## Start Data for processing
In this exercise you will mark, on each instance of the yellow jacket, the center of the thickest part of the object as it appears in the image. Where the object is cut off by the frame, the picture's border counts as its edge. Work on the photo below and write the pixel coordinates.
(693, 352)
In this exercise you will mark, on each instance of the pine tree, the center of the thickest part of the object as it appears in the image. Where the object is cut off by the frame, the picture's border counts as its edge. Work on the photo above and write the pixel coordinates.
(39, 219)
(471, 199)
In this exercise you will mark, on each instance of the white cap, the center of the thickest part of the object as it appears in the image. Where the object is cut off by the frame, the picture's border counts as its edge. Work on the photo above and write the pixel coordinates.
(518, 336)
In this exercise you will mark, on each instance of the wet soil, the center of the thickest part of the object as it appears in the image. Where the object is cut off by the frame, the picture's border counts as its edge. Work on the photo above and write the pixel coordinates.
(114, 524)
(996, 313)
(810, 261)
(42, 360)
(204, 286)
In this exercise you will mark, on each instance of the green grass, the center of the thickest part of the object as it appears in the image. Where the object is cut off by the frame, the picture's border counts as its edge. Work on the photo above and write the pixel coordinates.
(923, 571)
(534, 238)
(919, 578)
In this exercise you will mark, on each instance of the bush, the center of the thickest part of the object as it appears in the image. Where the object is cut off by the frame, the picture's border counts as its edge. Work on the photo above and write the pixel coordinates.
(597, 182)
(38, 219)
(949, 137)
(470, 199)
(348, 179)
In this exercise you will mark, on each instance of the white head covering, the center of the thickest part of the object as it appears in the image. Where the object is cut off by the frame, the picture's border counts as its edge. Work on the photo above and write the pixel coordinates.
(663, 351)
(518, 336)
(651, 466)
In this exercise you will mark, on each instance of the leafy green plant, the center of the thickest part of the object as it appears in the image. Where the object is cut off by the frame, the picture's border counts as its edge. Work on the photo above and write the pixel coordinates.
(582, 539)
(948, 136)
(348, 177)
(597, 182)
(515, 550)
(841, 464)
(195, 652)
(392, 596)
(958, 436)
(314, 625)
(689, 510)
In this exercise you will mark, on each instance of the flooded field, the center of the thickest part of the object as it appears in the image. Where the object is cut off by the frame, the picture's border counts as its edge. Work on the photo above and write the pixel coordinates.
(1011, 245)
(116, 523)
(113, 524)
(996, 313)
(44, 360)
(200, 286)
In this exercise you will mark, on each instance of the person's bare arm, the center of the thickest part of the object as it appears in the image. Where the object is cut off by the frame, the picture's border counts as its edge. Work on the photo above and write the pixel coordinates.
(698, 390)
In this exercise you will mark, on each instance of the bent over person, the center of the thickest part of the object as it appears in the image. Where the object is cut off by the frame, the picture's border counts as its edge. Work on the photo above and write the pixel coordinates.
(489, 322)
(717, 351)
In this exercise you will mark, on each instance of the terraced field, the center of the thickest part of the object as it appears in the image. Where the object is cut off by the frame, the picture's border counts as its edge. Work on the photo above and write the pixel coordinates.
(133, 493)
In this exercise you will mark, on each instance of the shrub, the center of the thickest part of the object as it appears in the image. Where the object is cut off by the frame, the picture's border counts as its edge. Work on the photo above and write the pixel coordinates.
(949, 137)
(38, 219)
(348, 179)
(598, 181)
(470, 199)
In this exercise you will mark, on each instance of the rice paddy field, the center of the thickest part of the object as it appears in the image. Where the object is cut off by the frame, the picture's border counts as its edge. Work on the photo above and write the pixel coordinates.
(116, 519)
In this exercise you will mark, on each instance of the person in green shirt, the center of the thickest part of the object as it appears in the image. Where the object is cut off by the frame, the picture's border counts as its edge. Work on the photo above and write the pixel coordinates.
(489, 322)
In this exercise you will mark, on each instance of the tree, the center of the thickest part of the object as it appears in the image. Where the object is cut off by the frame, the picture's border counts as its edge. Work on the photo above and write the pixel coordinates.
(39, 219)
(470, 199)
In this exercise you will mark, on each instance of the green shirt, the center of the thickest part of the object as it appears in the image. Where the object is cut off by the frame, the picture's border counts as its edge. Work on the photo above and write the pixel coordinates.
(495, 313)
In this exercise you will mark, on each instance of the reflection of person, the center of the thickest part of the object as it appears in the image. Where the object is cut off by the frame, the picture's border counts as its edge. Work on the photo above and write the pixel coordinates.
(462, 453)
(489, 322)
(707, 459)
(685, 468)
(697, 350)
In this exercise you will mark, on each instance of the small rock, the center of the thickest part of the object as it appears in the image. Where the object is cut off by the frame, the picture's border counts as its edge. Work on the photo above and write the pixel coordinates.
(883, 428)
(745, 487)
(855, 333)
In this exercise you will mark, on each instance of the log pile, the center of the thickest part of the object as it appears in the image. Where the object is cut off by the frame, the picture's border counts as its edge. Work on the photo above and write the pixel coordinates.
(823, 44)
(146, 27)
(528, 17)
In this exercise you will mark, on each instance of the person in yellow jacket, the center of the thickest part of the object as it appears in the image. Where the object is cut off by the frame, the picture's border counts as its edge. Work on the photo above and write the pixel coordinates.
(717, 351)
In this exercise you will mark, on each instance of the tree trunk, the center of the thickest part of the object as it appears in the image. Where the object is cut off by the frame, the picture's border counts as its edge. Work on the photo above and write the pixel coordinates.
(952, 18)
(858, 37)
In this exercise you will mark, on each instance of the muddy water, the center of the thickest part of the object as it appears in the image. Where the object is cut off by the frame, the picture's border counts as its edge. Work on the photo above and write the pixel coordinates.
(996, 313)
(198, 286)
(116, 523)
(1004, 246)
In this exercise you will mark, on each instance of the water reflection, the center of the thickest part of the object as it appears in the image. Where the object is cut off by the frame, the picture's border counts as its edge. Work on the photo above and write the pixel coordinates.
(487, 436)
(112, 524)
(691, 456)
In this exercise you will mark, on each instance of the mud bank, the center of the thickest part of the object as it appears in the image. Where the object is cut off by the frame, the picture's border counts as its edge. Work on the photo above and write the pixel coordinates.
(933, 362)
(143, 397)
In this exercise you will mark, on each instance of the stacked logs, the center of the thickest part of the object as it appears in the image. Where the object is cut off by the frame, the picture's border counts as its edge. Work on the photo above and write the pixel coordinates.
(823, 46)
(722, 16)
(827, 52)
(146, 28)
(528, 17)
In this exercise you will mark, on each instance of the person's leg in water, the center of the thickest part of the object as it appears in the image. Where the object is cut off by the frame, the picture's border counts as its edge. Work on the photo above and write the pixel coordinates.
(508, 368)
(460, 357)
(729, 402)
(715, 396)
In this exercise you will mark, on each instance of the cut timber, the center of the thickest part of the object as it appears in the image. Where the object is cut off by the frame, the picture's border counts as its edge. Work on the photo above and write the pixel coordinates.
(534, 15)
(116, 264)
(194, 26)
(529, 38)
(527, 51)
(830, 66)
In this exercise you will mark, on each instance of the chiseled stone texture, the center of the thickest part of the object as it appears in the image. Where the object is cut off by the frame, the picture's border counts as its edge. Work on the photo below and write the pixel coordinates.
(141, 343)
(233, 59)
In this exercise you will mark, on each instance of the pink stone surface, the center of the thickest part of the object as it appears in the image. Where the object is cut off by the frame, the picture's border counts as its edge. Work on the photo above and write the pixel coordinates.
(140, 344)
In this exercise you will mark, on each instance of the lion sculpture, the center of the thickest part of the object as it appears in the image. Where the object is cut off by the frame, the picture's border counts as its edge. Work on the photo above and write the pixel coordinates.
## End Data for processing
Your goal
Transcribe word for word the lines from the one holding "cut timber, the" to the last line of the listing above, inclusive.

Exercise answer
In this exercise you will mark, on each instance of the cut timber, the center of the thickest part of the object as it appears in the image. Where the object is cut off by the frame, the picture's border counts as its edge. Work on the photo above and write the pixel coordinates.
(534, 15)
(116, 264)
(194, 26)
(529, 38)
(527, 51)
(830, 66)
In this exercise you will mark, on each instance of the chiseled stone texture, the center of the thickest part of the object as it appears in the image. Where the object is cut off by the frame, the picture's border counts as its edge. Work on the photo below and write the pixel coordinates.
(141, 343)
(233, 59)
In this exercise you will mark, on each instance of the pink stone surface, the center of the thickest part of the object as it appears in the image. Where the object is cut off by the frame, the picture's border counts as its edge. Work on the photo above and write the pixel coordinates.
(140, 344)
In this exercise you will mark, on each instance of the lion sculpture, the center of the thickest part of the object as it appears in the image. Where the object is cut off by the frame, the picture's border counts as its edge. Work on the photo above and write the pixel coordinates.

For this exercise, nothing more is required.